→ What you are asked to do: Output every line of the material exactly.

Start of Data for analysis

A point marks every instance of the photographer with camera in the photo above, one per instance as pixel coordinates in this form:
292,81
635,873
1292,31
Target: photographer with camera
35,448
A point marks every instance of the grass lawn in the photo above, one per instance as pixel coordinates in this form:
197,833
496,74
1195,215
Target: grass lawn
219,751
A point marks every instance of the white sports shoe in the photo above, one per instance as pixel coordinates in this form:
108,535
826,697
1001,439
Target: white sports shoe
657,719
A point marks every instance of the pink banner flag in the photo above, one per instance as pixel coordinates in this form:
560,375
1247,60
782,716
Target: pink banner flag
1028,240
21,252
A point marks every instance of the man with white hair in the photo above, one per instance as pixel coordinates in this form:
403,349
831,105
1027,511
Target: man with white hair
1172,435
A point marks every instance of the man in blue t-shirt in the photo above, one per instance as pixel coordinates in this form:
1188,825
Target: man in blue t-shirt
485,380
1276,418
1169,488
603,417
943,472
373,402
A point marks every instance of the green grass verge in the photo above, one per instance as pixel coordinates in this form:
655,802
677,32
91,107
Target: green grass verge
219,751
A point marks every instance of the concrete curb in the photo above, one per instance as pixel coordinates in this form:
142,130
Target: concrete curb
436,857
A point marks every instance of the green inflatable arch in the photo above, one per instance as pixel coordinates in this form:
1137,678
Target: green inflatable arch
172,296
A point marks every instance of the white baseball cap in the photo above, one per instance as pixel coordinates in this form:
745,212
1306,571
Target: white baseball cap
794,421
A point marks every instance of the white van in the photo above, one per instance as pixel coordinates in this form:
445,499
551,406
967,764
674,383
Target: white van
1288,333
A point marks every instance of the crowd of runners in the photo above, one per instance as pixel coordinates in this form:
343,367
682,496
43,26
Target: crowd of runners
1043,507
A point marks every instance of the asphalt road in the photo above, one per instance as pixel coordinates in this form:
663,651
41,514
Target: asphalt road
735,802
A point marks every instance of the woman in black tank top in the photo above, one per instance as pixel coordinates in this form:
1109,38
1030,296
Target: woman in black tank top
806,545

End of Data for analysis

→ The answer:
A point marks every instance of the photographer with camera in the photo above, one per instance as pixel coordinates in this form:
292,81
635,873
1292,31
Target: photographer with camera
35,448
A point marks every instance of the grass lawn in the photo above, one per instance as pixel coordinates in this form:
197,833
496,74
1195,215
Target: grass lawn
219,751
A point marks every instance of the white sports shoe in the photo above, one per instance as pixel coordinates in this form:
108,535
826,697
1001,439
Target: white sports shoe
657,719
A point marks every instance of the pink banner flag in the photo above, one per instance as pixel coordinates in this form:
560,375
1247,60
782,716
Target: pink banner flag
1028,240
21,252
A point marks every instance of the man with white hair in the photo above, one per instance as pixel coordinates in this form:
403,349
831,105
1027,511
Target: man with white hair
1172,435
A point marks every instance of the man in blue t-shirt in the photo above, one per instance as pixel coordinates in this form:
1188,825
Target: man in blue t-shirt
485,380
1276,418
1169,488
603,417
943,472
373,402
A point marks every instance of the green grass verge in the photo above, one per instance as pixel coordinates in this form:
655,802
677,32
91,107
Target: green grass verge
219,751
A point marks every instance of the concrete curb in the photo above, one per instance as pixel coordinates in this form:
142,130
Target: concrete curb
436,857
A point marks every instance of the green inflatable arch in the photo above, one per instance as pixel coordinates in this form:
1137,678
Target: green inflatable arch
172,296
A point marks every instance of the white baseball cap in the photo above, one per instance as pixel coordinates in this form:
745,212
1306,571
Target: white baseball cap
794,421
A point marks every instance of the white van in the photo above, one per instance as pixel coordinates in this form:
445,499
551,406
967,764
674,383
Target: white van
1288,333
A point marks every instance of the crowd of runners in the photo above, one per instance as pixel coordinates in this form:
343,367
682,496
43,26
Target: crowd of runners
1043,507
A point marks every instance of the asphalt road in the photo above, one per instance as pixel coordinates in this form:
663,651
41,514
Target: asphalt road
735,802
A point marks every instance of the woman in black tank top in the photo above, one per instance as pixel coordinates in this form:
1109,38
1030,296
Target: woman in black tank top
806,545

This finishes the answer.